- Required work
Gather every line in the material below that contains the string "tree". Case counts.

- Extracted information
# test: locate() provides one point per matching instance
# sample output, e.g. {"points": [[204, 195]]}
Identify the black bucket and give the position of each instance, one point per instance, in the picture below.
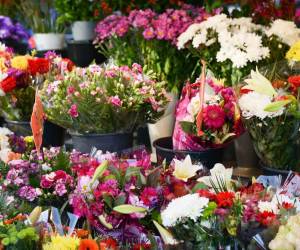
{"points": [[114, 142], [165, 151], [53, 135], [83, 53]]}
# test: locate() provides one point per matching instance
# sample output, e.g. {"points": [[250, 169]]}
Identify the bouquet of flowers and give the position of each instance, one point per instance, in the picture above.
{"points": [[270, 110], [20, 75], [206, 116], [118, 197], [104, 99], [233, 46], [149, 39]]}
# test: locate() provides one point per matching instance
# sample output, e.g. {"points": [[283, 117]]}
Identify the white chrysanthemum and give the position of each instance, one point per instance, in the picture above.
{"points": [[253, 104], [287, 31], [186, 207], [268, 206]]}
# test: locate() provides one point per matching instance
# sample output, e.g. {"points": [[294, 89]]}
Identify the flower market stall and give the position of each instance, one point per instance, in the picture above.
{"points": [[214, 86]]}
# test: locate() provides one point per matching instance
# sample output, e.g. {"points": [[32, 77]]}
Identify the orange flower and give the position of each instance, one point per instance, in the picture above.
{"points": [[88, 244]]}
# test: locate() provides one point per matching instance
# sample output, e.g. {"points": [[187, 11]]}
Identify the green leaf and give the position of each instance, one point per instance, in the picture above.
{"points": [[199, 186], [187, 127], [129, 209], [99, 172], [276, 106]]}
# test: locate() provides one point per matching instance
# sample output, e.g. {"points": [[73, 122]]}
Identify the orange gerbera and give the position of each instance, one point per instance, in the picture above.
{"points": [[88, 244]]}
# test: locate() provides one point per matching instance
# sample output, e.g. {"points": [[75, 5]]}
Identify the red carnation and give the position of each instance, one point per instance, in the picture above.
{"points": [[8, 84], [225, 199], [205, 193], [265, 218], [294, 81], [38, 66]]}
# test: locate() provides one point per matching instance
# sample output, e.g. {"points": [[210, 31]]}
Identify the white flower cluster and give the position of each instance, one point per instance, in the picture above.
{"points": [[186, 207], [286, 31], [288, 235], [238, 39], [253, 104], [4, 144]]}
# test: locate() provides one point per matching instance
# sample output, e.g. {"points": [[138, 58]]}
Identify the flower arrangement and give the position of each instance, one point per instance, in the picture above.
{"points": [[19, 77], [148, 38], [233, 46], [11, 30], [219, 113], [104, 99], [269, 102]]}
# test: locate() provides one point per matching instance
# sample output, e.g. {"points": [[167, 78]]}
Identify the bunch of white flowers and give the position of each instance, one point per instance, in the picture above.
{"points": [[288, 235], [189, 206], [238, 38], [4, 144]]}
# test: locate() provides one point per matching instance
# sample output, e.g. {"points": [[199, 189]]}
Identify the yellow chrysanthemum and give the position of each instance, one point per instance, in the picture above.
{"points": [[294, 53], [3, 68], [20, 62], [62, 243]]}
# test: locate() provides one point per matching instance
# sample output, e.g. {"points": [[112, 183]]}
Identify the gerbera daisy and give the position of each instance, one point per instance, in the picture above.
{"points": [[213, 116], [88, 244]]}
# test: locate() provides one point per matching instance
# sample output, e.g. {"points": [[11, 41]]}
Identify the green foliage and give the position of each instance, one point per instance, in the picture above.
{"points": [[17, 106]]}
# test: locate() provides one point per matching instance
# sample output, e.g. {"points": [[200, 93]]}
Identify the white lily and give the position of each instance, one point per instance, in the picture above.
{"points": [[185, 169], [260, 84], [219, 176]]}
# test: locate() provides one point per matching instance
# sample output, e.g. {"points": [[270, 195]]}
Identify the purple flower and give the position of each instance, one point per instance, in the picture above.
{"points": [[29, 193], [73, 111], [116, 101]]}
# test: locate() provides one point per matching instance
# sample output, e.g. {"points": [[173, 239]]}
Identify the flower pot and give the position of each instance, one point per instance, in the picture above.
{"points": [[244, 151], [83, 30], [114, 142], [165, 126], [82, 53], [53, 134], [49, 41], [165, 151]]}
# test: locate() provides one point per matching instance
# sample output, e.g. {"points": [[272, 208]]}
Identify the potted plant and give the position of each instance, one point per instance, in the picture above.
{"points": [[81, 14], [207, 119], [20, 76], [149, 38], [101, 106], [269, 102], [13, 35], [41, 18]]}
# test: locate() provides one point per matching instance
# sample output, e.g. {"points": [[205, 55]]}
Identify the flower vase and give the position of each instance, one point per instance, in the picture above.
{"points": [[113, 142], [165, 126], [83, 30]]}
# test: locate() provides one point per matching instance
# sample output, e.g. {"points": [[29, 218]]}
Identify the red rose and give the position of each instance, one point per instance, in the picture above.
{"points": [[225, 199], [8, 84], [38, 66], [294, 81]]}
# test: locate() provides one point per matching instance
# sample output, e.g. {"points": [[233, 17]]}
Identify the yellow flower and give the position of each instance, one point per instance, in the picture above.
{"points": [[185, 169], [294, 53], [20, 62], [62, 243]]}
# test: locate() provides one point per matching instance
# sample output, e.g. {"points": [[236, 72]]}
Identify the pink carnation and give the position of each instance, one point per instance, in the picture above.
{"points": [[213, 116]]}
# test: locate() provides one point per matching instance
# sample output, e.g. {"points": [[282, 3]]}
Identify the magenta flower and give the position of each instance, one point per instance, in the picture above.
{"points": [[73, 111], [116, 101], [213, 116]]}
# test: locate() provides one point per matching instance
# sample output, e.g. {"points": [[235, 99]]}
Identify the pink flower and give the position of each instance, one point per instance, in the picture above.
{"points": [[116, 101], [213, 116], [149, 33], [73, 111]]}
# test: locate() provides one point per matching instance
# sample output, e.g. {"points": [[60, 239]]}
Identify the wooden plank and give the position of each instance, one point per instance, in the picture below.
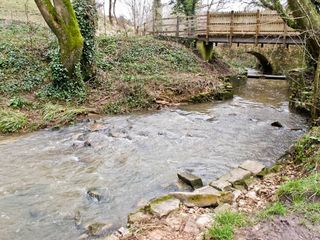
{"points": [[231, 27]]}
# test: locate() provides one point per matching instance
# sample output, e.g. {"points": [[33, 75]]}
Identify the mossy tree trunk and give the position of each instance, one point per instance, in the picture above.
{"points": [[316, 94], [62, 20], [157, 14]]}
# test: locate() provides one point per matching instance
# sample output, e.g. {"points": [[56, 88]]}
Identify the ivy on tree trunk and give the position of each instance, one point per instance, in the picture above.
{"points": [[62, 20], [86, 13]]}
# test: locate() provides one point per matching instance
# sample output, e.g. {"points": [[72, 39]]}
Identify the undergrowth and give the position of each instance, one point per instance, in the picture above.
{"points": [[225, 224], [11, 121], [132, 73]]}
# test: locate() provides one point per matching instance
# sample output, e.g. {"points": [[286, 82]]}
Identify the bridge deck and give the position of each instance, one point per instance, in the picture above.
{"points": [[265, 27]]}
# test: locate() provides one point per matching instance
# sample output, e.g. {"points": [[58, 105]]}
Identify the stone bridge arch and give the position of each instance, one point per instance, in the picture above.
{"points": [[264, 64]]}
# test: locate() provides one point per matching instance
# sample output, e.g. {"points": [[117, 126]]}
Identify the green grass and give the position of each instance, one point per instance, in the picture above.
{"points": [[276, 208], [303, 189], [61, 114], [225, 224], [11, 121], [307, 150], [133, 72]]}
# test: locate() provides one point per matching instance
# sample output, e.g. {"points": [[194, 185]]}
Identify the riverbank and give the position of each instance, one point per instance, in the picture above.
{"points": [[134, 74], [280, 202]]}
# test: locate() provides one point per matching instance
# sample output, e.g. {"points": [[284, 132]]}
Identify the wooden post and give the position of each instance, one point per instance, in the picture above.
{"points": [[231, 27], [153, 26], [285, 33], [258, 22], [208, 26], [178, 27]]}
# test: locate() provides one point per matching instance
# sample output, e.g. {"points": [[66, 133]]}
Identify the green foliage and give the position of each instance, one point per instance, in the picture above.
{"points": [[143, 56], [276, 208], [63, 86], [11, 121], [18, 102], [307, 149], [225, 223], [17, 72], [300, 189], [87, 17], [135, 97], [187, 7]]}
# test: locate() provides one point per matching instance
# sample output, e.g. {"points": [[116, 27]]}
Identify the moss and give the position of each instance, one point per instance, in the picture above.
{"points": [[225, 224]]}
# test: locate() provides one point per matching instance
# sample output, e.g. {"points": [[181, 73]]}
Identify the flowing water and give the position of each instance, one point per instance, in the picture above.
{"points": [[45, 176]]}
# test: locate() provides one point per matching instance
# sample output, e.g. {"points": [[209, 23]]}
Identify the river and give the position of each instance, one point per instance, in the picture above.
{"points": [[45, 176]]}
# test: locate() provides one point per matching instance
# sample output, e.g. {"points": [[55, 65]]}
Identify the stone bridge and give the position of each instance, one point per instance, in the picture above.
{"points": [[262, 34]]}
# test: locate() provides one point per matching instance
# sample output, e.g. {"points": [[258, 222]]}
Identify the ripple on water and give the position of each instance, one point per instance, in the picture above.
{"points": [[45, 176]]}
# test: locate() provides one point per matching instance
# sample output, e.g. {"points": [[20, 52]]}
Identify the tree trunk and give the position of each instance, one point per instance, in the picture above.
{"points": [[114, 10], [110, 12], [62, 20], [316, 93], [307, 20], [157, 14], [86, 13]]}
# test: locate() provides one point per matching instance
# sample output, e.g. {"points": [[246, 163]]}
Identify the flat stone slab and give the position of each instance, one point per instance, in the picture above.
{"points": [[236, 175], [221, 185], [252, 166], [190, 179], [198, 199], [207, 189], [138, 217], [162, 207]]}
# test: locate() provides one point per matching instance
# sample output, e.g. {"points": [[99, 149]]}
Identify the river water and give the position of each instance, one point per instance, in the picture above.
{"points": [[45, 176]]}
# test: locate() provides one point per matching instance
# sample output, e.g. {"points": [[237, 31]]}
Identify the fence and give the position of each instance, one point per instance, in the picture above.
{"points": [[264, 23]]}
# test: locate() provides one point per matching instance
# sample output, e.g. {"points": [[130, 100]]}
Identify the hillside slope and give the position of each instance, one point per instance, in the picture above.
{"points": [[133, 74]]}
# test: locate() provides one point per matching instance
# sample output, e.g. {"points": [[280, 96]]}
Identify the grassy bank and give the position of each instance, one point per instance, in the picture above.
{"points": [[295, 202], [133, 74]]}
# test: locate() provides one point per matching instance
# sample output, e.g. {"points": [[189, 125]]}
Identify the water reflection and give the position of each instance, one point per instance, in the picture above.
{"points": [[45, 176]]}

- Solution for this problem
Identify the mossy tree trunk and give the position of each instance, one point per instance, in the picture above.
Identify the ivy on tree trunk and give the position of each instance, one point per instance, in the picture above.
Identify the tree trunk and give the position of each instance, one point per instance, in the picture above.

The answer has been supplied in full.